**STATED PROBLEM 1:**
Transcribe the passage of the Treasury remarks starting at "We are, after" and ending at "we stack up?".
**STATED PROBLEM 2:**
Write the next part of Kenneth W. Dam's Treasury remarks, picking up after their final sentence.

Press Room
 

FROM THE OFFICE OF PUBLIC AFFAIRS

April 4, 2002
PO-2064

DEPUTY TREASURY SECRETARY KENNETH W. DAM
REMARKS TO THE OFFICE OF THE GENERAL COUNSEL ANNUAL MEETING

I would like to begin my remarks today with a quote from Alexander Hamilton, our first Treasury Secretary, and a lawyer. In a 1778 letter to New York Governor George Clinton, Hamilton wrote:

"However important it is to give form and efficiency to your interior constitutions and police; it is infinitely more important to have a wise general council."

He continued, "You should not beggar the councils of the United States..." No wonder Treasury now employs around 1,800 counselors!

Of course, I have taken Hamilton's words out of context. He was referring to the Continental Congress as the "general council," spelled "C-I-L." He did not mean the term in the sense of a lawyer, as much as I would like to represent that he was speaking of an early predecessor to our colleague David Aufhauser.

Secretary O'Neill has called on all of the 160,000 men and women of the Treasury to make this a world-class organization. Central to that goal is working toward enhancing our productivity - giving taxpayers more and better services with less money spent. Our lawyers have special responsibilities for helping - and risks of hindering - that progress.

Our customers, the taxpayers of the United States, deserve world-class service for their dollars. Question: Are we providing it to them? Or to ask a question from Secretary O'Neill's results-oriented philosophy, how we do we know if we are providing world class service?

Are we close to that goal and getting closer, or are we moving in the wrong direction? We need criteria to measure our progress.

Allow me to propose a standard we might consider as we contemplate the meaning of "world-class" for Treasury: How do we compare to governments in other nations of the world?

Let me offer some context. One of President Bush's most important foreign policy initiatives this year is his "New Compact for Development," a plan to improve economic conditions in less developed nations.

The new compact increases accountability for rich and poor nations alike, linking greater contributions from developed nations to greater responsibility by developing nations.

In March, the President announced the compact at the Inter-American Development Bank, and the President and Secretary O'Neill expanded on the policy at the U.N. Conference on Financing for Development in Monterrey, Mexico.

At the IDB, the President stated that "good government is an essential condition of development.... Countries that live by these three broad standards - ruling justly, investing in their people, and encouraging economic freedom - will receive more aid from America."

He also directed Secretary O'Neill "to reach out to the world community, to develop a set of clear and concrete and objective criteria for measuring progress. And... [to] apply these criteria rigorously and fairly."

If we are to apply rigorously and fairly the criteria that we at Treasury are responsible for developing, we must apply them to ourselves as well. Is our government, is our department, and are the legal functions within our department ruling justly, investing in our people, and encouraging economic freedom? Are we doing what we can to improve productivity?

We are, after all, the U.S. Treasury, one of the principal economic policy and law enforcement organizations of the United States government. We have considerable influence in these matters.

Put another way, if we applied to our own Millennium Challenge Account, would we qualify for a grant? An interesting question, I think.

(And, by the way, if Congress does not act to raise the federal debt ceiling, perhaps a pertinent one.)

We are still in the early stages of defining the criteria for the new development assistance policy, so in truth, we cannot yet apply them rigorously. But I find the speculation worthwhile. In order to pursue the line of inquiry, I looked at several of the many indices that measure governance, corruption, human rights, and rule of law in the developed and developing world. So, how do we stack up?

**DATASET:**
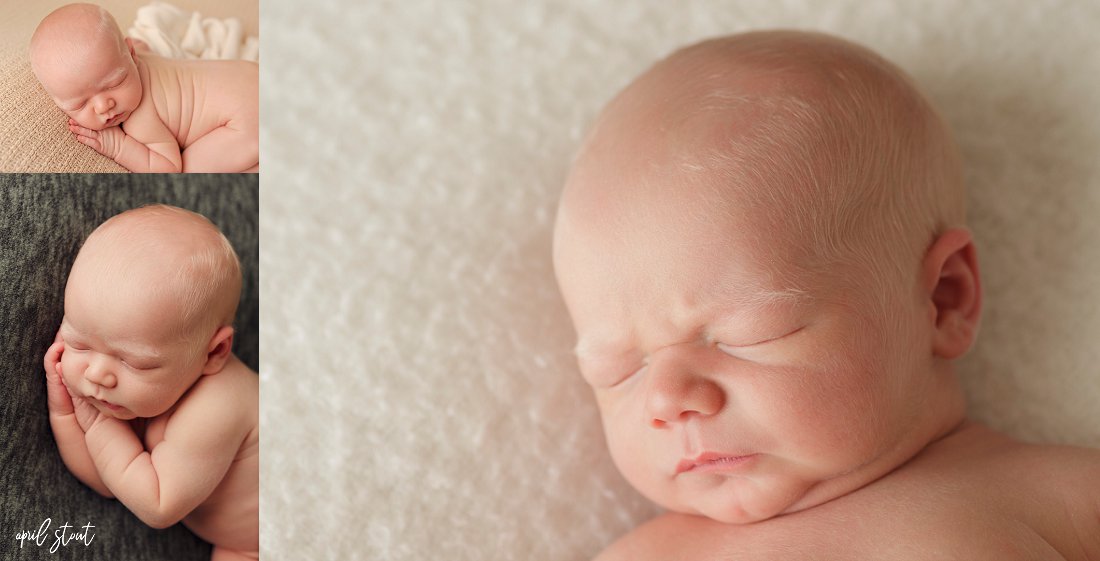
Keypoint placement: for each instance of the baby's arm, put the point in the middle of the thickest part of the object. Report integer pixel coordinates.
(155, 152)
(161, 486)
(63, 420)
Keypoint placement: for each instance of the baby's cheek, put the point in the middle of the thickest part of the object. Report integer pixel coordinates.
(72, 366)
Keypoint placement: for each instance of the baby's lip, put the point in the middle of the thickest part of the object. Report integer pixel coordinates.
(714, 462)
(108, 404)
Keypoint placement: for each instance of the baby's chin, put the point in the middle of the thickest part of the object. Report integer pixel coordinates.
(743, 499)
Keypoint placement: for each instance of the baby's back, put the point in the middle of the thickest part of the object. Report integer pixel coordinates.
(978, 496)
(196, 97)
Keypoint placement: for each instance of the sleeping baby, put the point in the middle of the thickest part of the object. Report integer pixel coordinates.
(146, 400)
(146, 112)
(762, 248)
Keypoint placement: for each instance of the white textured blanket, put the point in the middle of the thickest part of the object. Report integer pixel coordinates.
(419, 399)
(174, 32)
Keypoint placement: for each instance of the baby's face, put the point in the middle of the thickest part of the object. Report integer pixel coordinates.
(730, 383)
(98, 89)
(124, 350)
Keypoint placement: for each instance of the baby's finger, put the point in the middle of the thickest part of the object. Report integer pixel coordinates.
(57, 395)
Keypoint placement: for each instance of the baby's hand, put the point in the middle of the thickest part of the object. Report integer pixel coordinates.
(107, 142)
(57, 396)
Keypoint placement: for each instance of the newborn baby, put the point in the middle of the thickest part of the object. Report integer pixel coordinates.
(147, 403)
(762, 249)
(146, 112)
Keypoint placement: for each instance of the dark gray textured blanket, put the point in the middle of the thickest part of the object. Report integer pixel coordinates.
(43, 220)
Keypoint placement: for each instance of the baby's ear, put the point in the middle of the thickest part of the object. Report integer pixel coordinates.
(952, 281)
(218, 350)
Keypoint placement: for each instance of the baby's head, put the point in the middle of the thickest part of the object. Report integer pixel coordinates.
(761, 248)
(149, 309)
(80, 58)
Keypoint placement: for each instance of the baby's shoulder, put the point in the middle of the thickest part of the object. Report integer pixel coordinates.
(234, 392)
(1049, 490)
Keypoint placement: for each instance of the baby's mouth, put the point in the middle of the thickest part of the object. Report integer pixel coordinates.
(711, 462)
(109, 405)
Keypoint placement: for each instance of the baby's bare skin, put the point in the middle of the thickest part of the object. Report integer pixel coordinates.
(208, 108)
(763, 252)
(976, 494)
(146, 112)
(146, 402)
(228, 516)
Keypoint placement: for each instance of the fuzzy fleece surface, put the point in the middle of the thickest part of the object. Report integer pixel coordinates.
(419, 395)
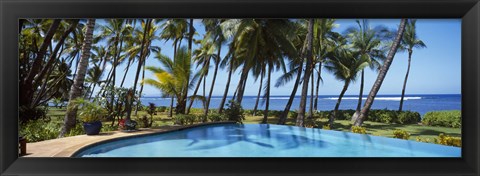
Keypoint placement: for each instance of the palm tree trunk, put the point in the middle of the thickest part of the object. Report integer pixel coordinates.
(225, 93)
(204, 88)
(53, 55)
(125, 75)
(194, 94)
(360, 97)
(283, 117)
(139, 66)
(241, 86)
(405, 81)
(337, 105)
(381, 76)
(141, 90)
(267, 103)
(27, 85)
(315, 106)
(76, 90)
(170, 113)
(213, 82)
(91, 93)
(308, 71)
(258, 95)
(310, 113)
(181, 108)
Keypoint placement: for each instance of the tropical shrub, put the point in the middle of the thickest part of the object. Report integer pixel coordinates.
(418, 139)
(32, 114)
(344, 114)
(449, 140)
(89, 111)
(161, 108)
(202, 118)
(145, 122)
(293, 114)
(234, 112)
(324, 114)
(408, 117)
(39, 130)
(274, 113)
(310, 123)
(401, 134)
(359, 130)
(215, 117)
(443, 118)
(185, 119)
(326, 127)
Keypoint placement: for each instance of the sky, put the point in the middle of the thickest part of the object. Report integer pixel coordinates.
(435, 69)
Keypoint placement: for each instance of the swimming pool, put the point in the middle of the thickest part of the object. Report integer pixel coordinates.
(264, 140)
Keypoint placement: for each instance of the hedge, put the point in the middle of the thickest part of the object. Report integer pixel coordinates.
(443, 118)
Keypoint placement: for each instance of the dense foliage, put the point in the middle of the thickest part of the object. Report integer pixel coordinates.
(401, 134)
(443, 118)
(375, 115)
(359, 130)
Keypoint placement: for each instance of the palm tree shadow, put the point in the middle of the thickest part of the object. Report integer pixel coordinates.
(282, 140)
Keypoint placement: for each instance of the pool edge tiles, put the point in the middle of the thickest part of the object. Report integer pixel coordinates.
(250, 131)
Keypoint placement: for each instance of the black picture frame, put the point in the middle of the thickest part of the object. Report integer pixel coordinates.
(467, 10)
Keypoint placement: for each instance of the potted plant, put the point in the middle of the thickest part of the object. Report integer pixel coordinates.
(90, 114)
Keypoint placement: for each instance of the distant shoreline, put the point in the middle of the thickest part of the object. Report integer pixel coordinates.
(353, 95)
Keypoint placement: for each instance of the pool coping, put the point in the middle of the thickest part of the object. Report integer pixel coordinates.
(61, 148)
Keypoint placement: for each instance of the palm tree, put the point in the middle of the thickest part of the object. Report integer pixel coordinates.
(262, 40)
(174, 29)
(345, 66)
(308, 55)
(94, 76)
(76, 90)
(381, 76)
(213, 27)
(296, 68)
(409, 42)
(147, 36)
(324, 40)
(258, 71)
(172, 79)
(367, 41)
(27, 83)
(202, 56)
(114, 32)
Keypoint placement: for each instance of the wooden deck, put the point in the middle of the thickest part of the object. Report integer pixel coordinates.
(66, 147)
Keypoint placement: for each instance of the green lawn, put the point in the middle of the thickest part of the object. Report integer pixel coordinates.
(376, 128)
(373, 128)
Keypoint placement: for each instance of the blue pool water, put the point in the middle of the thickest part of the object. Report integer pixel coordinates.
(264, 140)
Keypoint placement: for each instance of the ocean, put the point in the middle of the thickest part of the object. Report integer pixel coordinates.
(417, 102)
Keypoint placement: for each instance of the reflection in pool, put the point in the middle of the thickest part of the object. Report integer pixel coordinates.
(264, 140)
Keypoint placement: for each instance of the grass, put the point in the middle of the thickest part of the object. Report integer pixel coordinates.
(376, 128)
(373, 128)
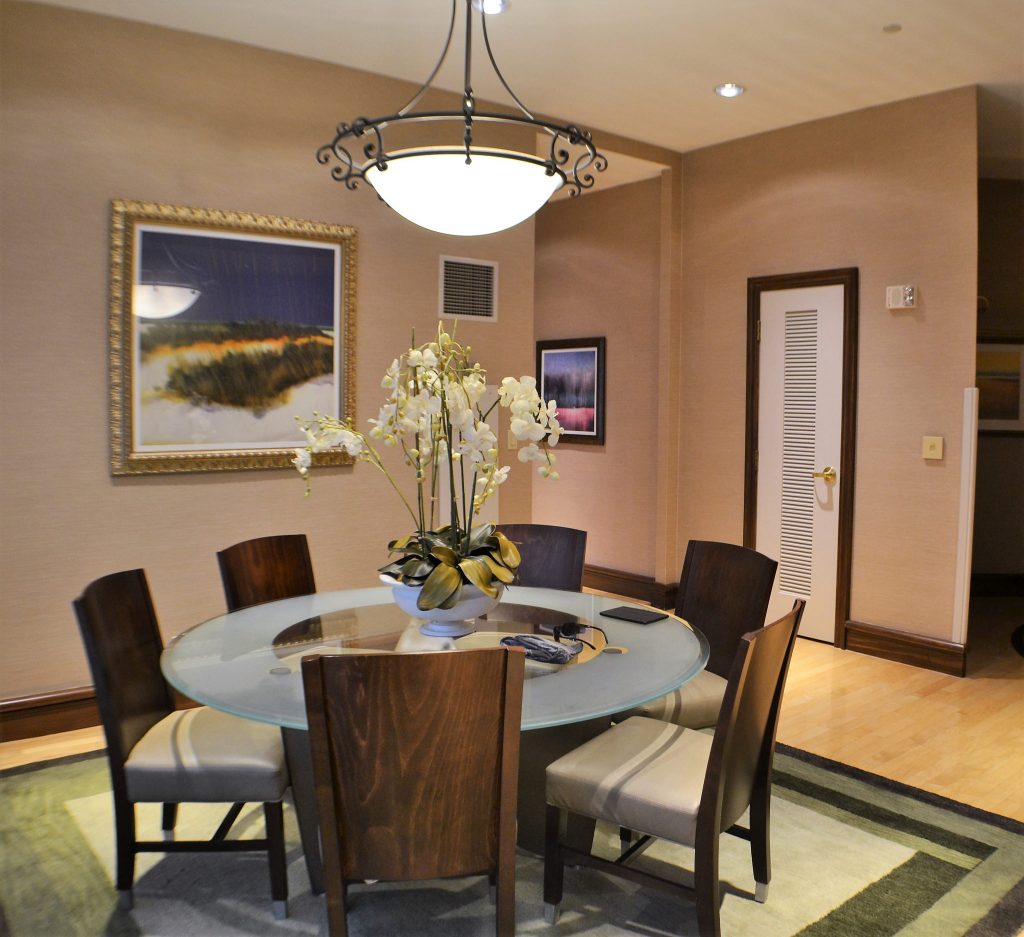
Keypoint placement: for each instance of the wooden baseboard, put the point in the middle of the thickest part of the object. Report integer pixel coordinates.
(46, 714)
(659, 595)
(30, 717)
(931, 653)
(992, 584)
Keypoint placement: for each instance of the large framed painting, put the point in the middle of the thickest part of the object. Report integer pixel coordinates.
(570, 372)
(1000, 385)
(223, 327)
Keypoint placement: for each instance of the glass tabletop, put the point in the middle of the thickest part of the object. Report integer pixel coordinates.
(248, 662)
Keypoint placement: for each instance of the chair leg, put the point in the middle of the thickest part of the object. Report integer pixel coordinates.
(505, 899)
(337, 901)
(554, 869)
(706, 885)
(170, 817)
(124, 829)
(273, 817)
(761, 841)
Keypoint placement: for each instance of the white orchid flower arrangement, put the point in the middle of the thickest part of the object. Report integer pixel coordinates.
(433, 412)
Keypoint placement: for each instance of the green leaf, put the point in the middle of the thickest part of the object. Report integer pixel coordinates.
(445, 555)
(394, 569)
(478, 572)
(400, 544)
(414, 567)
(438, 588)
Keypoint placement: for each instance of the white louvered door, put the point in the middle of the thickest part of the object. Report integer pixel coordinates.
(800, 410)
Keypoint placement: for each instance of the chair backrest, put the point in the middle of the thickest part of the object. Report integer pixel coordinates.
(123, 646)
(724, 592)
(266, 569)
(552, 557)
(744, 737)
(416, 761)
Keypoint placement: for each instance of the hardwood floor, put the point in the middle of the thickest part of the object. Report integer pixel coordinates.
(960, 737)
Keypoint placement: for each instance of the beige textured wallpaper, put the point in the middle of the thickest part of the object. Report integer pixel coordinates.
(95, 109)
(598, 274)
(893, 192)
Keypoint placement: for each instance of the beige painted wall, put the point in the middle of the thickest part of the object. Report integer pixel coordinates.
(598, 274)
(891, 190)
(95, 109)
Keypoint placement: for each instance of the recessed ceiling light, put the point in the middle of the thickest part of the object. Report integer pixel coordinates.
(729, 89)
(491, 6)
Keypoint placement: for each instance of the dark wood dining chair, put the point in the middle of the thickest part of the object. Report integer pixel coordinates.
(680, 784)
(159, 755)
(265, 569)
(552, 557)
(416, 759)
(724, 592)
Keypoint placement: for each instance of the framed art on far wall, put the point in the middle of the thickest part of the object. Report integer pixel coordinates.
(570, 372)
(223, 327)
(1000, 385)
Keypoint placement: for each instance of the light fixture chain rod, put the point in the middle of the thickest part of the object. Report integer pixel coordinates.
(415, 99)
(467, 100)
(498, 72)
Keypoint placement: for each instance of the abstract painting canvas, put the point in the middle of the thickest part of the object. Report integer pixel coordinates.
(570, 372)
(223, 327)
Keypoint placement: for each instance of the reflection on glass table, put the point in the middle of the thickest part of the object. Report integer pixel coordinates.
(248, 662)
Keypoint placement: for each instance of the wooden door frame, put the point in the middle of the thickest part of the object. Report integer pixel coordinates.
(847, 278)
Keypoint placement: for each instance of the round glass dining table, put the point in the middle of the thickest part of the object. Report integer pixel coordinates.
(248, 663)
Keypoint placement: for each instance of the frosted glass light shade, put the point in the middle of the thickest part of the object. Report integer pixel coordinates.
(157, 300)
(442, 193)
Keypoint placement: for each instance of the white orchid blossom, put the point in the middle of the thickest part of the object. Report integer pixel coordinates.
(433, 412)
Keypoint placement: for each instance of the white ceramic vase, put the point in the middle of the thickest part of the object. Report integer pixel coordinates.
(444, 623)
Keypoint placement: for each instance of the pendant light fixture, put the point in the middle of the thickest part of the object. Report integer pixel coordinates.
(462, 187)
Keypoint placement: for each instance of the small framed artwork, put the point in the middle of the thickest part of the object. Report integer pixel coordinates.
(1000, 385)
(570, 372)
(223, 328)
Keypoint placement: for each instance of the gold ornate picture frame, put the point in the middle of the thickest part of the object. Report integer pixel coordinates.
(223, 327)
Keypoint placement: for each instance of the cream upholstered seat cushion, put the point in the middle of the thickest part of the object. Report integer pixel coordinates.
(695, 705)
(203, 755)
(642, 773)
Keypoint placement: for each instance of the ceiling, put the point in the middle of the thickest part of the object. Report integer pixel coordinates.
(646, 69)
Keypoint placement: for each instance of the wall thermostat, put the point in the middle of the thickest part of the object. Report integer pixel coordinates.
(901, 297)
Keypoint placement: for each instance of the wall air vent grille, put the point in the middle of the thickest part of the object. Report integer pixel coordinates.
(799, 396)
(468, 289)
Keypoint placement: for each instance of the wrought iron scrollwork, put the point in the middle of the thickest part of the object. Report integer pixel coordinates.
(577, 172)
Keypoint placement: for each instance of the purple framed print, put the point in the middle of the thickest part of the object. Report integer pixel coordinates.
(570, 372)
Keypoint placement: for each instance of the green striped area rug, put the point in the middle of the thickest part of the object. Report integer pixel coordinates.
(853, 856)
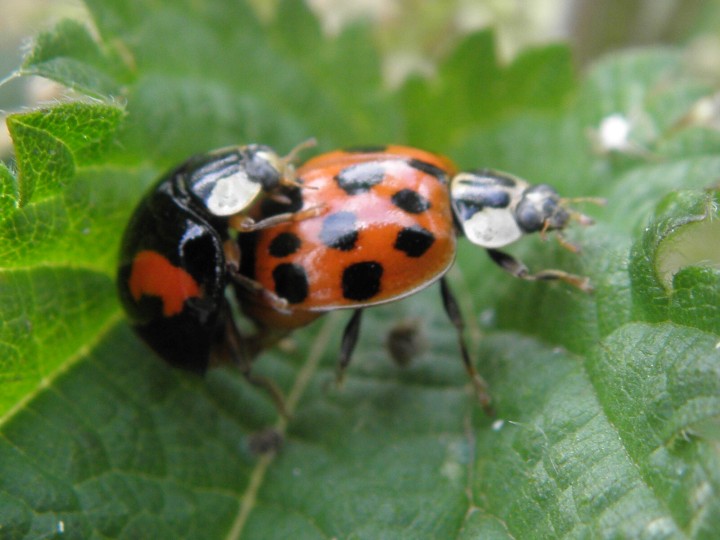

**EXERCISE ANSWER 1:**
We are, after all, the U.S. Treasury, one of the principal economic policy and law enforcement organizations of the United States government. We have considerable influence in these matters.

Put another way, if we applied to our own Millennium Challenge Account, would we qualify for a grant? An interesting question, I think.

(And, by the way, if Congress does not act to raise the federal debt ceiling, perhaps a pertinent one.)

We are still in the early stages of defining the criteria for the new development assistance policy, so in truth, we cannot yet apply them rigorously. But I find the speculation worthwhile. In order to pursue the line of inquiry, I looked at several of the many indices that measure governance, corruption, human rights, and rule of law in the developed and developing world. So, how do we stack up?

**EXERCISE ANSWER 2:**
One useful volume is the 2001-2002 Global Competitiveness Report from Harvard's Center for International Development. It uses the 2001 World Economic Forum Executive Opinion Survey results to compare 75 nations on the basis of 140 economic and governmental measures.

At first glance, the results are satisfying. The United States is ranked second in the world, after Finland, for both of the aggregate indices, "growth competitiveness" and "current competitiveness." But although we do well overall, there are a few disappointments in the detailed listings. There are a large number of measures in which we are not in the top quintile of rankings, and in a few cases, we are not even in the top half of all countries.

Within the categories for public sector performance and rule of law, we do relatively well. For example, we appear in the top decile with regard to protections for real and intellectual property rights, minimal administrative burdens for new firms, effectiveness of financial regulation and supervision, and perceived presence of tax evasion.

On the other hand, we are not in the top 20-percent of nations ranked for some rather important governance categories, including the business costs of corruption in government (state and local, I hope), perceived favoritism in the decisions of public officials, presence of organized crime, and the extent of distortive government subsidies.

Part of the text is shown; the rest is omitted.